▸ Given task: Copy the data below exactly.

Start Data shown

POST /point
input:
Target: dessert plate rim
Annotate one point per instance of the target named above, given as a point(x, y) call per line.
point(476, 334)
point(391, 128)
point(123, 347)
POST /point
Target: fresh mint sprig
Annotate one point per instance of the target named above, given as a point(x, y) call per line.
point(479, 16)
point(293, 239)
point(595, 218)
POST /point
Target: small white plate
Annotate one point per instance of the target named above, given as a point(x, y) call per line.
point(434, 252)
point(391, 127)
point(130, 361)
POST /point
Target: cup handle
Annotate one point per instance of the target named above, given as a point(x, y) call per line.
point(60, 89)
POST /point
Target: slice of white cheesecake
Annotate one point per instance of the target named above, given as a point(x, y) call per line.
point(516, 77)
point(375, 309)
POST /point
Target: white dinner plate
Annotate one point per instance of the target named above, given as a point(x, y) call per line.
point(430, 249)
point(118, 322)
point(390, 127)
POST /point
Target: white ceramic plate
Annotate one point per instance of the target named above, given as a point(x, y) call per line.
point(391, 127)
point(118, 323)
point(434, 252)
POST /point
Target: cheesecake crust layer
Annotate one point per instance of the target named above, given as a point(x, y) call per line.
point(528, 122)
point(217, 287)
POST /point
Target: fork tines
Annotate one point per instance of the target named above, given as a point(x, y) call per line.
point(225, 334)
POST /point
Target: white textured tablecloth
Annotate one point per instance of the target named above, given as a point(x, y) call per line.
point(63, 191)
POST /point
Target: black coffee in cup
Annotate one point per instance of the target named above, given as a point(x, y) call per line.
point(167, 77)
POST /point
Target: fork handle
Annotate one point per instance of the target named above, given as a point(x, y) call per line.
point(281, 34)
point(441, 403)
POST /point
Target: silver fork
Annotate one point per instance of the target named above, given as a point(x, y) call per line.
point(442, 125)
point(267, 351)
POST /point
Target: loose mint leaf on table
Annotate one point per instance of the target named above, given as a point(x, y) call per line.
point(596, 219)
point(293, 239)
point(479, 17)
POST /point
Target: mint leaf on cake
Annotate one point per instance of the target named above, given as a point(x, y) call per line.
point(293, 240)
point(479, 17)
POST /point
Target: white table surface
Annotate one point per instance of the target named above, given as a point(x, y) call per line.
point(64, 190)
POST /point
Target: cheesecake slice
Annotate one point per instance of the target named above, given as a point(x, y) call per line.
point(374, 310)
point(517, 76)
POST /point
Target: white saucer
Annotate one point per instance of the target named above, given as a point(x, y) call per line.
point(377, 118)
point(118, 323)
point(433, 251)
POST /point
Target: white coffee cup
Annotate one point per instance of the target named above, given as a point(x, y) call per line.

End Data shown

▸ Problem solution:
POST /point
input:
Target: dessert plate rim
Annotate one point per instance of the target named above, given as a point(x, y) call per line.
point(476, 334)
point(391, 128)
point(123, 347)
POST /point
Target: fresh mint sprig
Annotate one point per instance of the target named above, given as a point(x, y) call per line.
point(479, 16)
point(293, 239)
point(595, 218)
POST /point
Target: small white plate
Annotate one point per instance of the target named above, given as a point(x, y) call per line.
point(434, 252)
point(391, 127)
point(130, 361)
POST /point
Target: cup handle
Annotate one point per instance of the target named above, given as a point(x, y) call per line.
point(60, 89)
POST /point
Target: slice of white cheesecake
Annotate one point per instance of the target named above, given as a point(x, y) call per line.
point(516, 77)
point(375, 309)
POST /point
Target: white dinner plate
Annotate one point per instance of the target named above, given as a point(x, y) call per line.
point(430, 249)
point(118, 322)
point(390, 127)
POST /point
Target: white ceramic plate
Annotate one point per instance of the target named above, given as a point(x, y) call per line.
point(391, 127)
point(118, 323)
point(434, 252)
POST /point
Target: cheesecake crust layer
Annotate one point per instance of the target named above, given as a point(x, y) call per line.
point(528, 122)
point(217, 287)
POST /point
Target: fork tines
Annotate one point per instance of the target named above, given as a point(x, y) call per line.
point(225, 334)
POST /point
Target: white textured tablecloth
Annotate one point per instance of the target named above, given as a point(x, y) call per line.
point(63, 191)
POST /point
Target: black coffee in cup
Annotate one point per instance of the target named above, given as a point(x, y) call per line.
point(167, 77)
POST /point
Target: fork handle
Annotate one point per instance of the target named above, given as a point(x, y) call per line.
point(281, 34)
point(441, 403)
POST /point
Target: silver fork
Annotate one point per instance of the target named above, given as a point(x, y) call per line.
point(442, 125)
point(267, 351)
POST /point
Target: loose mint leaf on table
Annotate one point per instance of the target named above, given as a point(x, y) call per line.
point(596, 219)
point(293, 239)
point(479, 17)
POST /point
Target: mint leaf on cake
Annotate one point per instance of the target named above, given as a point(x, y) call per line.
point(293, 240)
point(479, 17)
POST /point
Target: white table surface
Annotate one point per instance of the target named above, given as a point(x, y) call per line.
point(64, 190)
POST /point
Target: cheesecake slice
Annotate one point per instance of the target named above, given as a point(x, y) call per line.
point(374, 310)
point(517, 76)
POST /point
Target: white saucer
Annotate one point per instance of the target named above, given as a point(x, y) call per line.
point(377, 118)
point(118, 323)
point(433, 251)
POST /point
Target: white coffee cup
Annotate one point per instance of the target named above, given as a point(x, y) call per line.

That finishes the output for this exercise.